Task prompt:
Below are some records; give them all again exactly, but not the pictures.

[Collected data]
--- START ---

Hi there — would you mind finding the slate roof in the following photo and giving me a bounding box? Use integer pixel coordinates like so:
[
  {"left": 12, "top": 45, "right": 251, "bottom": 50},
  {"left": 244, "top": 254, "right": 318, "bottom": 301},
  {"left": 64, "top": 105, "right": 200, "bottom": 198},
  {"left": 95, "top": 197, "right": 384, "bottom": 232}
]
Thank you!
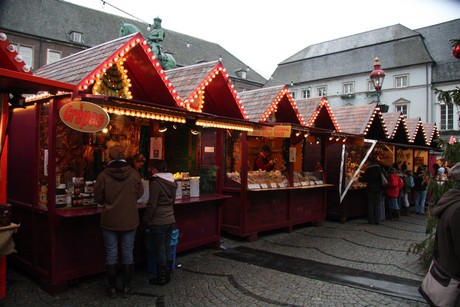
[
  {"left": 331, "top": 103, "right": 388, "bottom": 138},
  {"left": 238, "top": 85, "right": 305, "bottom": 125},
  {"left": 416, "top": 19, "right": 460, "bottom": 84},
  {"left": 0, "top": 0, "right": 267, "bottom": 85},
  {"left": 34, "top": 32, "right": 181, "bottom": 107},
  {"left": 166, "top": 61, "right": 247, "bottom": 119},
  {"left": 295, "top": 98, "right": 340, "bottom": 131},
  {"left": 265, "top": 24, "right": 433, "bottom": 87}
]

--- END ---

Answer section:
Hi there — would you mind finding the slate roof in the following photo and giving me a bounding box? Use integer pixel coordinates like so:
[
  {"left": 12, "top": 45, "right": 251, "bottom": 50},
  {"left": 244, "top": 254, "right": 318, "bottom": 301},
  {"left": 64, "top": 105, "right": 200, "bottom": 198},
  {"left": 95, "top": 197, "right": 384, "bottom": 232}
]
Thank you!
[
  {"left": 331, "top": 103, "right": 388, "bottom": 138},
  {"left": 238, "top": 85, "right": 305, "bottom": 125},
  {"left": 416, "top": 19, "right": 460, "bottom": 84},
  {"left": 0, "top": 0, "right": 267, "bottom": 85},
  {"left": 34, "top": 32, "right": 181, "bottom": 107},
  {"left": 166, "top": 61, "right": 247, "bottom": 119},
  {"left": 295, "top": 98, "right": 340, "bottom": 131},
  {"left": 265, "top": 24, "right": 433, "bottom": 87}
]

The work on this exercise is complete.